### TASK LIST
a) Answer these questions about the article on Oracle CDC with Debezium and Kafka Connect:
(i) According to the article, what does Debezium capture, and where does it stream it?
(ii) Which command logs in to the Oracle Container Registry?
(iii) What value does the Docker Compose file give for ZOOKEEPER_CLIENT_PORT?
b) Quote the passage of the article on Oracle CDC with Debezium and Kafka Connect between "Integrating Oracle Database" and "and Kafka connect?", inclusive.

### PAGE

* begin *

Integrating Oracle Database with Debezium and Kafka Connect for CDC (Change Data Capture)

Roy Ali Hasan
4 min readFeb 23, 2024

--

Introduction:

Change Data Capture (CDC) is a pivotal component in modern data architectures, enabling real-time data synchronization and analysis across different systems. Oracle Database, being a cornerstone of many enterprises, often requires seamless integration with CDC solutions. In this article, we will delve into the integration of Oracle Database with Debezium and Kafka Connect, two popular open-source tools that facilitate CDC.

Why do Debezium and Kafka connect?

Debezium and Kafka Connect offer a robust and scalable solution for the CDC. Debezium captures row-level changes in databases and streams them to Apache Kafka topics, while Kafka Connect provides connectors to easily integrate data sources and sinks with Kafka. This combination allows for real-time data propagation and enables various downstream applications such as analytics, monitoring, and data warehousing.

Prerequisites:

Before proceeding, ensure you have Docker installed on your system

  1. Oracle Database installed and configured.
  2. Apache Kafka and Apache ZooKeeper installed and configured.
  3. Debezium and Kafka Connect installed and configured.
  4. Appropriate permissions and access to Oracle Database and Kafka infrastructure.

Github Repo Link:

https://github.com/royalihasan/dockerized-setup-kafka-connect-oracle-debezium-stack/tree/master

How to set up Oracle in Docker

Firstly, we need to make an account on the Oracle website.

Oracle Container Registry Explore more:

https://container-registry.oracle.com/ords/f?p=113:1:12072228597753:::1:P1_BUSINESS_AREA:3&cs=3DJqjikERfD7UMHbPVeK9JupLb8ZJGXhY5Ra1QnGxoSGflLIn9kpnfZAchrg1tDZS6Sy3xJ7WZmc5-ickXjiZFA

Step 1:Login to the Oracle Container Registry:

Run the following command to log in to the Oracle Container Registry. You will be prompted to enter your Oracle Cloud credentials (username and password):

docker login container-registry.oracle.com

Step 2:Pull the Oracle Image:

docker pull container-registry.oracle.com/database/enterprise:latest

Docker Compose File

version: '3.8'
services:
zookeeper:
image: confluentinc/cp-zookeeper:latest
container_name: zookeeper
environment:
ZOOKEEPER_CLIENT_PORT: 2181
ZOOKEEPER_TICK_TIME: 2000

kafka:
image: confluentinc/cp-kafka:latest
container_name: kafka
depends_on:
- zookeeper
ports:
- 9092:9092
environment:
KAFKA_ZOOKEEPER_CONNECT: "zookeeper:2181"
KAFKA_ADVERTISED_LISTENERS: PLAINTEXT://kafka:9092
KAFKA_BROKER_ID: 1
KAFKA_AUTO_CREATE_TOPICS_ENABLE: "true"

* end *

### DATASET ENTRIES

* begin *

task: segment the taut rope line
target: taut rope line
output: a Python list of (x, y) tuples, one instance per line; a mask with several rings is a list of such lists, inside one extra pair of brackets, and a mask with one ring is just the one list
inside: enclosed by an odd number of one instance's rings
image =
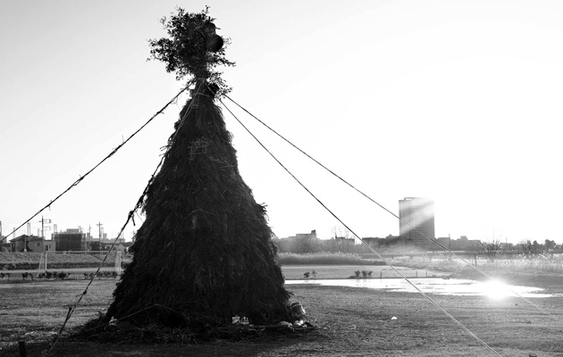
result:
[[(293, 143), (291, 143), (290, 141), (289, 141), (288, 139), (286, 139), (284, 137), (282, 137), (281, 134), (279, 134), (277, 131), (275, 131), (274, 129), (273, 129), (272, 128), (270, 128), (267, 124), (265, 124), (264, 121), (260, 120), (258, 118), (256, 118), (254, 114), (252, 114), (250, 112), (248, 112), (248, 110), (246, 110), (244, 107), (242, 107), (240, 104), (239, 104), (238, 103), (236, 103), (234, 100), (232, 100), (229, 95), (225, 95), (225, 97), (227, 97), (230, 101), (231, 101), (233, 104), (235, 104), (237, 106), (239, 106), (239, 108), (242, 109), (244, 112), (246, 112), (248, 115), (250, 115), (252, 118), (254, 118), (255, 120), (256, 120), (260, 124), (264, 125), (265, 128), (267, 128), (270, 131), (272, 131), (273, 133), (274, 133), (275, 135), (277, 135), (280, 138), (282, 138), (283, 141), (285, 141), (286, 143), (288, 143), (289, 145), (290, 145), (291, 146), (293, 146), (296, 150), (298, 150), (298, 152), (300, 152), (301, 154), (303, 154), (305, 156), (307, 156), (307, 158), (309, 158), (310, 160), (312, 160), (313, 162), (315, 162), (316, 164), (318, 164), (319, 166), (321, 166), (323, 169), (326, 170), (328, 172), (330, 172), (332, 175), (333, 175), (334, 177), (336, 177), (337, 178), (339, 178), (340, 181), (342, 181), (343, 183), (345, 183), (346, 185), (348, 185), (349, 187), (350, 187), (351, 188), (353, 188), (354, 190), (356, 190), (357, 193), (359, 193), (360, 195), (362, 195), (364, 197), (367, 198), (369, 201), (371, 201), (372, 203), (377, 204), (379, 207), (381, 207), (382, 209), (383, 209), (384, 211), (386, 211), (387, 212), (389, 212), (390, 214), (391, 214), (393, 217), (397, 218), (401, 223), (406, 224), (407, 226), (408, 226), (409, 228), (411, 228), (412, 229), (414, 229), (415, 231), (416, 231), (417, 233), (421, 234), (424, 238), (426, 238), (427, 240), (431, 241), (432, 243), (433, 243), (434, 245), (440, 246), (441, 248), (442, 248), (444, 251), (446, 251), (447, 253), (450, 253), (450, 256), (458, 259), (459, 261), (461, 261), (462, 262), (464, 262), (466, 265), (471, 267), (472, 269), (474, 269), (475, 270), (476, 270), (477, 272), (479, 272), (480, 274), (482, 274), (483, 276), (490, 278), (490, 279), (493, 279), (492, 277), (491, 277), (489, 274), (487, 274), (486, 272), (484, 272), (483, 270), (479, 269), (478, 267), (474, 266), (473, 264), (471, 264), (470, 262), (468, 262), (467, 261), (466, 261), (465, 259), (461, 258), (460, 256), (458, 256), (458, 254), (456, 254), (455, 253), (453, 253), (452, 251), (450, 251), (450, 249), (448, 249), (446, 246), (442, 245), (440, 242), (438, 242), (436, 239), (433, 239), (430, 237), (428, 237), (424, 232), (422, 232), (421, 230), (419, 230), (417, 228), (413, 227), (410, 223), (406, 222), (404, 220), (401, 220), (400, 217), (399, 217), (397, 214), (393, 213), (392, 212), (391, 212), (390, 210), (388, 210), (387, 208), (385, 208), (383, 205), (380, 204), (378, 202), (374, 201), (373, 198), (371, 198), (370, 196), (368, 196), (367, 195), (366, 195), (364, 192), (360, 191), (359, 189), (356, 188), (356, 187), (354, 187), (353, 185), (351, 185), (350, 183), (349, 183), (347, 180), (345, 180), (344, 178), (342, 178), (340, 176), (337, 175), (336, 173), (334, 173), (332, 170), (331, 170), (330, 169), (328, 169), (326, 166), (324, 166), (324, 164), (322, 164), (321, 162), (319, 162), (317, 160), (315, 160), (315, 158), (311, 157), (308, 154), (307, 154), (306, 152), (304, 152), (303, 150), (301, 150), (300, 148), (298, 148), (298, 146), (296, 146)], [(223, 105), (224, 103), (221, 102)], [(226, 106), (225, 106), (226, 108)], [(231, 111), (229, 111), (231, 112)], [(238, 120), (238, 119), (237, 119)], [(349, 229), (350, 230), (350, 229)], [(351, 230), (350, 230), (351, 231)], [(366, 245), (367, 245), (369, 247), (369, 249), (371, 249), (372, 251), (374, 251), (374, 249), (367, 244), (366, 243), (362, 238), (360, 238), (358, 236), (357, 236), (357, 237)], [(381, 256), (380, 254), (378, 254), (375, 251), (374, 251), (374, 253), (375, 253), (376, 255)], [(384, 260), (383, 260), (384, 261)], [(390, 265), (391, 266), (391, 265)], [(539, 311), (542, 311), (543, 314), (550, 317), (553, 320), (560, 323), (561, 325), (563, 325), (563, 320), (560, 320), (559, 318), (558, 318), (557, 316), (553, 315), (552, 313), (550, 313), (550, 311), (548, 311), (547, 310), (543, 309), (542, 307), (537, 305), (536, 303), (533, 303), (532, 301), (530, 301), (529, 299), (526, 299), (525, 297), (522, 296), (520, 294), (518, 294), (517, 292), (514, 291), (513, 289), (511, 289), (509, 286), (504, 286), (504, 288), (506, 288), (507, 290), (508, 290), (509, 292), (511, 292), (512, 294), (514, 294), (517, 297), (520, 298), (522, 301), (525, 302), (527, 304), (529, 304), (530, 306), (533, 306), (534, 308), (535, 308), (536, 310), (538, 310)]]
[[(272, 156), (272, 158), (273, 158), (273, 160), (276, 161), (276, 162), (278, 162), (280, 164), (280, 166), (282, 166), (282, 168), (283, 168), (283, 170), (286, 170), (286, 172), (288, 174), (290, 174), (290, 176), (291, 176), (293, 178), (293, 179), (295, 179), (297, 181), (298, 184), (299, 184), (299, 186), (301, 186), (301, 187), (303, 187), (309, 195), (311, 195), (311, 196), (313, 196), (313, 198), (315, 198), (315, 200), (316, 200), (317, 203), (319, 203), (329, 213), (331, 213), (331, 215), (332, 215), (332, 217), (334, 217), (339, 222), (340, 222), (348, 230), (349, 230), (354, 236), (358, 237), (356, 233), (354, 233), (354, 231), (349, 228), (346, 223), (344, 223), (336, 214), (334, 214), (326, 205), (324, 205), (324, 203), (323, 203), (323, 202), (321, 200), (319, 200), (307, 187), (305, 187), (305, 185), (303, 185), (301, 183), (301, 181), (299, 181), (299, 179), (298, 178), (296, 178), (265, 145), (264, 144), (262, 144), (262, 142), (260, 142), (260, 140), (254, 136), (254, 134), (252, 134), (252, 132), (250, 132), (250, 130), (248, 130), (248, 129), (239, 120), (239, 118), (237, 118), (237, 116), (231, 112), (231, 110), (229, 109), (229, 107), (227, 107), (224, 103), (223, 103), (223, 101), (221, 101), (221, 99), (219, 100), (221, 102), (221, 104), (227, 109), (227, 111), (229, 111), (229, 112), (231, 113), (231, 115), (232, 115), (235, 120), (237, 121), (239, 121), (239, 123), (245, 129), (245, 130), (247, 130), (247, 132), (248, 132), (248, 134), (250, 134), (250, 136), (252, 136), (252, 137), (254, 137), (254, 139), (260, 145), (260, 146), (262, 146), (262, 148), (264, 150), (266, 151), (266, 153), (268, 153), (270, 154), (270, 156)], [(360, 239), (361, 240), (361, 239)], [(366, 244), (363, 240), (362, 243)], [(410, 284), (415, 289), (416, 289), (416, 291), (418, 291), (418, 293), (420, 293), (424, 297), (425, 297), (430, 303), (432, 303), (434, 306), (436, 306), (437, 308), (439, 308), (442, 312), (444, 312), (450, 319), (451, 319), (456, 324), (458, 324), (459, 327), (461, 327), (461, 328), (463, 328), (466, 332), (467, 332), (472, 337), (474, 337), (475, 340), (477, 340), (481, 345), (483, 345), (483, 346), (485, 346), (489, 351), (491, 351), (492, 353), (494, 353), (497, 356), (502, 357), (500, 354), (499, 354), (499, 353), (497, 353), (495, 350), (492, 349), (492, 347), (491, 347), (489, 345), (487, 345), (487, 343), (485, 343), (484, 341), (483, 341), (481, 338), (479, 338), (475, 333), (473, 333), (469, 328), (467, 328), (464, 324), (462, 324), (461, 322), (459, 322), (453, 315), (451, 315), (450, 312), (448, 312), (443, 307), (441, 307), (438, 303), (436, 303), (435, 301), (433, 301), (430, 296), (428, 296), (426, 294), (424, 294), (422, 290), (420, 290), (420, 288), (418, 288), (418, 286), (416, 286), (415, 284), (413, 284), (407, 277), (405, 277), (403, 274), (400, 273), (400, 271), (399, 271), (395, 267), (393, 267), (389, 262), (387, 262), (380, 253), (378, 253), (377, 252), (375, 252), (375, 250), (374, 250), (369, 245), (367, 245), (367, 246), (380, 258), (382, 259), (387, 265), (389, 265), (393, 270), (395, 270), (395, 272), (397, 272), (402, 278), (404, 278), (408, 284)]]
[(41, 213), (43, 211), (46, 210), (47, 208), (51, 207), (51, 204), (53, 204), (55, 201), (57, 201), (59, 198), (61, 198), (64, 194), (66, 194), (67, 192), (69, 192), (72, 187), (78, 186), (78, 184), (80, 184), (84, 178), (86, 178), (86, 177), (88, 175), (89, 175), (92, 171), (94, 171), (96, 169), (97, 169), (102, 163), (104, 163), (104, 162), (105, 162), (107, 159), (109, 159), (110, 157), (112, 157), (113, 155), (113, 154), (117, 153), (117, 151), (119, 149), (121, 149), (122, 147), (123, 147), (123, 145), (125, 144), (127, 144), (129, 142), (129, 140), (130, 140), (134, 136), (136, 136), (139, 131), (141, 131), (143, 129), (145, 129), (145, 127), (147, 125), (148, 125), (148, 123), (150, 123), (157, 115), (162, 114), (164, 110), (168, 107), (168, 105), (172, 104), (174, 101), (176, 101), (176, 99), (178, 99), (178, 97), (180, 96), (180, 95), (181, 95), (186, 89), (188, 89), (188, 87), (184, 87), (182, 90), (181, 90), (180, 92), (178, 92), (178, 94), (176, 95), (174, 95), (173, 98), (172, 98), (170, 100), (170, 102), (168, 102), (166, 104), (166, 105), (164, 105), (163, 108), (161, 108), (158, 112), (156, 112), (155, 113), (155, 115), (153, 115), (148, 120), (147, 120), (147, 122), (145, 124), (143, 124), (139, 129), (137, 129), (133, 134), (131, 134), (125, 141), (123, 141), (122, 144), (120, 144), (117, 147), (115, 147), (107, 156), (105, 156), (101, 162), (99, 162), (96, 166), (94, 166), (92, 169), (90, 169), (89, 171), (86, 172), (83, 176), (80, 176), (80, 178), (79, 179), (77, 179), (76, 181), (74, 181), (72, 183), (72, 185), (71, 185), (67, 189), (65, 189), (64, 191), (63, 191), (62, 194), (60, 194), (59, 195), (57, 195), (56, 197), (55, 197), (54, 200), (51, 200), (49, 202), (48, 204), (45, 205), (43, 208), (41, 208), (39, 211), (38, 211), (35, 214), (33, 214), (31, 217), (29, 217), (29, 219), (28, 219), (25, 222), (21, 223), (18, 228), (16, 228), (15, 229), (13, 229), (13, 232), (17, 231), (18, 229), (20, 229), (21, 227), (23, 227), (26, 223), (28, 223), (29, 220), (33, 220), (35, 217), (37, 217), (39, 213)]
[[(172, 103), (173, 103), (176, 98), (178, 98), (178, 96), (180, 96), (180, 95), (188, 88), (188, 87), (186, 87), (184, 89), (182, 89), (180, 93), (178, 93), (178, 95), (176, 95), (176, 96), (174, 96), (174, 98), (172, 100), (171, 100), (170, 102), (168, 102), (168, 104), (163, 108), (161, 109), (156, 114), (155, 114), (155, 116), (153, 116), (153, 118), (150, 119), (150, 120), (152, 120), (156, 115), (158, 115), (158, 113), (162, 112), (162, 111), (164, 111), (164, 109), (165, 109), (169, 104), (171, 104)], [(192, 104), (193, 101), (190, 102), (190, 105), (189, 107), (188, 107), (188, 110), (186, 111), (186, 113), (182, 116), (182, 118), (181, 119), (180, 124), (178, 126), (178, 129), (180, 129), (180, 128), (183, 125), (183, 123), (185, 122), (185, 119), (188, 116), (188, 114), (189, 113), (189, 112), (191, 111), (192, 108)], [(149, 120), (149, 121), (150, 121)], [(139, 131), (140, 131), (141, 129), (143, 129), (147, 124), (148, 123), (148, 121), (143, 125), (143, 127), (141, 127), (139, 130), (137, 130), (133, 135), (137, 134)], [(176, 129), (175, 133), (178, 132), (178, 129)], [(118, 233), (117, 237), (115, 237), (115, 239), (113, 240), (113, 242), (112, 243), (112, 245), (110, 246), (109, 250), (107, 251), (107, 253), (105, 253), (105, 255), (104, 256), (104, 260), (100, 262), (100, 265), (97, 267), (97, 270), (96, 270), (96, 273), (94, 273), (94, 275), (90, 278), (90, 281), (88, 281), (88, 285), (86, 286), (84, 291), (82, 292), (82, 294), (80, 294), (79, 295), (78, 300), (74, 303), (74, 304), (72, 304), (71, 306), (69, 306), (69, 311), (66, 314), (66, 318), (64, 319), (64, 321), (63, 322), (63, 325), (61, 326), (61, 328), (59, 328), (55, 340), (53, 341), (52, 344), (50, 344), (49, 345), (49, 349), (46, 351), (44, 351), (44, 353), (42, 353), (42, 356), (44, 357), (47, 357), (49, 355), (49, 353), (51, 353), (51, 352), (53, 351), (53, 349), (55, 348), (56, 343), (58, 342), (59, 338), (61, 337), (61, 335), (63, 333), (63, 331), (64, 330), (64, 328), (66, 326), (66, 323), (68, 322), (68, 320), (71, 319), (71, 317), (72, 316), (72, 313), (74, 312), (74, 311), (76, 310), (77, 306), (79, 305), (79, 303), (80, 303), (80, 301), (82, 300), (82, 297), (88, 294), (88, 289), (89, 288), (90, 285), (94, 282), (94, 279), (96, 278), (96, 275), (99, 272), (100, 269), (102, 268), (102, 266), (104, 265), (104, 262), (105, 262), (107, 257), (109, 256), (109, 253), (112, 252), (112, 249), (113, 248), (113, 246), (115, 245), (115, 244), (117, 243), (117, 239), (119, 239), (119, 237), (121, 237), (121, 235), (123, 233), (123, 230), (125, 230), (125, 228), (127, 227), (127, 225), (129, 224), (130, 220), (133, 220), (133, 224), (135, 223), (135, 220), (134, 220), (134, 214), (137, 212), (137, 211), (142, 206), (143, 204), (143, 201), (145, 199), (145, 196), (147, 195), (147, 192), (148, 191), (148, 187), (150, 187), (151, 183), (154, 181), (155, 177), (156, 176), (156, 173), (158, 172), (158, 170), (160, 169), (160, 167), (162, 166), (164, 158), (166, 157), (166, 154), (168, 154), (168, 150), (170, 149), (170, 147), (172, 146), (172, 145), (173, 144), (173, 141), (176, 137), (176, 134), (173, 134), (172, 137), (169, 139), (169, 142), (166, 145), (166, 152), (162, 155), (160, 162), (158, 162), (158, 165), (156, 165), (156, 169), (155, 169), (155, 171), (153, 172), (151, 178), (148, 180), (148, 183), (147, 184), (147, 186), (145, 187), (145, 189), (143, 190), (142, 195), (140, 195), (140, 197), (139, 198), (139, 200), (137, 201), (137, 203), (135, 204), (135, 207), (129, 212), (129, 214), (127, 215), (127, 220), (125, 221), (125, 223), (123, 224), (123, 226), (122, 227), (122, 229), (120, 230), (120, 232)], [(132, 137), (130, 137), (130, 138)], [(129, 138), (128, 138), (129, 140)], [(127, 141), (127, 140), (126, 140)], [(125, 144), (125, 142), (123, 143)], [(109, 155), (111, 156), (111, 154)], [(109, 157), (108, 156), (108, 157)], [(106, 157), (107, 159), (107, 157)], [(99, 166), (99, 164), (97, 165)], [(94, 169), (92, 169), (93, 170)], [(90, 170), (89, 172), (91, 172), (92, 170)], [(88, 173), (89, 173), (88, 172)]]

* end *

### TASK-BY-TASK OUTPUTS
a)
(i) Debezium captures row-level changes in databases and streams them to Apache Kafka topics.
(ii) docker login container-registry.oracle.com
(iii) 2181

b)
Integrating Oracle Database with Debezium and Kafka Connect for CDC (Change Data Capture)

Roy Ali Hasan
4 min readFeb 23, 2024

--

Introduction:

Change Data Capture (CDC) is a pivotal component in modern data architectures, enabling real-time data synchronization and analysis across different systems. Oracle Database, being a cornerstone of many enterprises, often requires seamless integration with CDC solutions. In this article, we will delve into the integration of Oracle Database with Debezium and Kafka Connect, two popular open-source tools that facilitate CDC.

Why do Debezium and Kafka connect?